Every line from the line containing "the man's face." through the final line of the data is to be printed exactly; no other line is to appear.
───── Given data
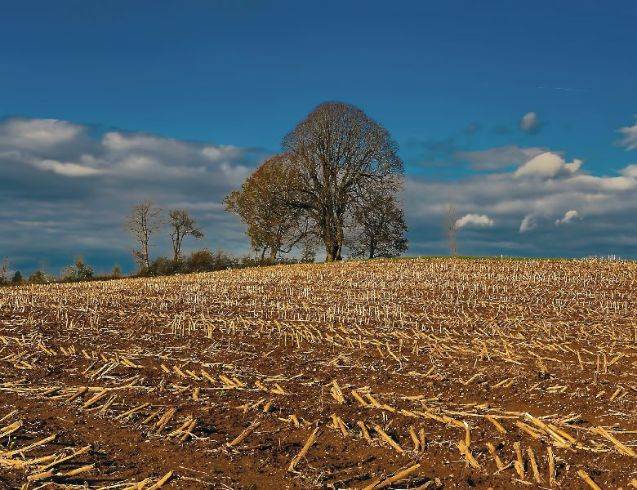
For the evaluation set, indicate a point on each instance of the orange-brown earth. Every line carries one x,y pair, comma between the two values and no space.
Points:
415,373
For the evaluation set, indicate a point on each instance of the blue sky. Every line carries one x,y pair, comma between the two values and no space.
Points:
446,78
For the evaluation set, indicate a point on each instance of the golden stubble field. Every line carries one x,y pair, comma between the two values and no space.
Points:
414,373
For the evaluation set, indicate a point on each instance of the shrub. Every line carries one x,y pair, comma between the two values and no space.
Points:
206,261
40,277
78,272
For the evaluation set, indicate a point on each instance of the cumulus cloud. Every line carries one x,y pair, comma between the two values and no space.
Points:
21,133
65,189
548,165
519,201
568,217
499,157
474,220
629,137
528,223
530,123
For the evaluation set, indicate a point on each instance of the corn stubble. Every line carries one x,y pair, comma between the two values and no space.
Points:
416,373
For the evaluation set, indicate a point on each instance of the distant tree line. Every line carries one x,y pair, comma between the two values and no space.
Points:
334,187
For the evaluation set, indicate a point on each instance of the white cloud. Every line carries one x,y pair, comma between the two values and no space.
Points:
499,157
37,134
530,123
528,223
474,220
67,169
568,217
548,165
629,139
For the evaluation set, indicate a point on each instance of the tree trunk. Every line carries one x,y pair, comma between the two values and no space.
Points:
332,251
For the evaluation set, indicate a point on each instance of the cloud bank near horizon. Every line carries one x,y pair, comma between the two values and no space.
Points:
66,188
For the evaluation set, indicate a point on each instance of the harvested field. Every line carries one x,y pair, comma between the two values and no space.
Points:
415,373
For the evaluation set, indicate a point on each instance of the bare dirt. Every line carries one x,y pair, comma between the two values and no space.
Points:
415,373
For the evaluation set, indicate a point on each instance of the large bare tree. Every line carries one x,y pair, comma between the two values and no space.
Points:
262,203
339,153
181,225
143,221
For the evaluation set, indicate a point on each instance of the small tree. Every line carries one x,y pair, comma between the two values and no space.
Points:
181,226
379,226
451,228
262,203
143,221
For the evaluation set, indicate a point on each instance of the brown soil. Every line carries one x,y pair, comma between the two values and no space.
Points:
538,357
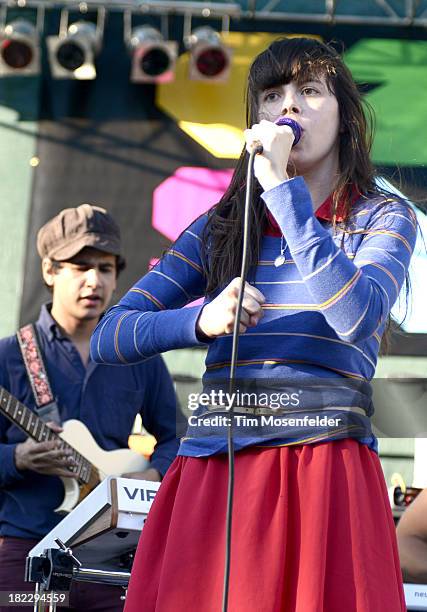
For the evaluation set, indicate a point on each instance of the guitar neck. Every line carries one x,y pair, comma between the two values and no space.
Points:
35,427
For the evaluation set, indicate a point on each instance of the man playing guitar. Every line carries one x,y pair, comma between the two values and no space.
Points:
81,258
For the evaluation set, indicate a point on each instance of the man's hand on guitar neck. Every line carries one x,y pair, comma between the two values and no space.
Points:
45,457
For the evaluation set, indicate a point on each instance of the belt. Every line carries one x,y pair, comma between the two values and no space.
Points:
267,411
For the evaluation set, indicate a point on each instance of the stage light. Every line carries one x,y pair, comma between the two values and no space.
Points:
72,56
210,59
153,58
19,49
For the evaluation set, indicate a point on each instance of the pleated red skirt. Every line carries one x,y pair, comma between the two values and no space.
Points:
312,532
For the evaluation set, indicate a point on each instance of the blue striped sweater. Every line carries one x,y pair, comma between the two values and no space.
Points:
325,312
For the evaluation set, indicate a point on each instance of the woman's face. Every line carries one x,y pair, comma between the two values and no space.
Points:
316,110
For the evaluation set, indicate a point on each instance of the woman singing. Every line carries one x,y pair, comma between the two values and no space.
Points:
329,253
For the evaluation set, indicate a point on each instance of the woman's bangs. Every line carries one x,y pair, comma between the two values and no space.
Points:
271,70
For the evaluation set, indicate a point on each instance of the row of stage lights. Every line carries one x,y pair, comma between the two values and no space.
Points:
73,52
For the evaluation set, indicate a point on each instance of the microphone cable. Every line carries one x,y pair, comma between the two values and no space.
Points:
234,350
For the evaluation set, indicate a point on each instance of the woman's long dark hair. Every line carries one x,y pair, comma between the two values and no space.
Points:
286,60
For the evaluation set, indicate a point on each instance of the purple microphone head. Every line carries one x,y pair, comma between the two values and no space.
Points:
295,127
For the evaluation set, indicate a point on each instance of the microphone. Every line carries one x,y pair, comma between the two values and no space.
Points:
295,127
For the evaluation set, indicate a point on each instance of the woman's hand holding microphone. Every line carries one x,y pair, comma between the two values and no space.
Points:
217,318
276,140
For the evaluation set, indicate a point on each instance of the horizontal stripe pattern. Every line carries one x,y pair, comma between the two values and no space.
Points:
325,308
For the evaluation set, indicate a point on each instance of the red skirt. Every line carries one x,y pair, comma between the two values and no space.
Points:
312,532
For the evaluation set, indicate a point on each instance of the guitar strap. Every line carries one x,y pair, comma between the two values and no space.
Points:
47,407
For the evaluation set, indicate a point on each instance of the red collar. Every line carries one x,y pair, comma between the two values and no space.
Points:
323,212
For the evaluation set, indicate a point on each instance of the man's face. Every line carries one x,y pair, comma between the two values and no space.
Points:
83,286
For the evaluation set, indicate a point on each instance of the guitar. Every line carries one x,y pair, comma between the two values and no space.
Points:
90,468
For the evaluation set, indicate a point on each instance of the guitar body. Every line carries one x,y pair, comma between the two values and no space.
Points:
──────────
**Complete response**
For the evaluation set, indicate a point on each instance of the man's face. Every line carries one x,y pair, comma between the two values and no space.
Points:
83,286
For the evaluation set, indicate a point on each instance of the guitar. Every line carries one x,y pair, comma between the two values and no space.
Points:
90,468
For the evaluation set, indicate a point on each instance of the guitar body. Every line carries one x,y pair, comma between the two values and no space.
Points:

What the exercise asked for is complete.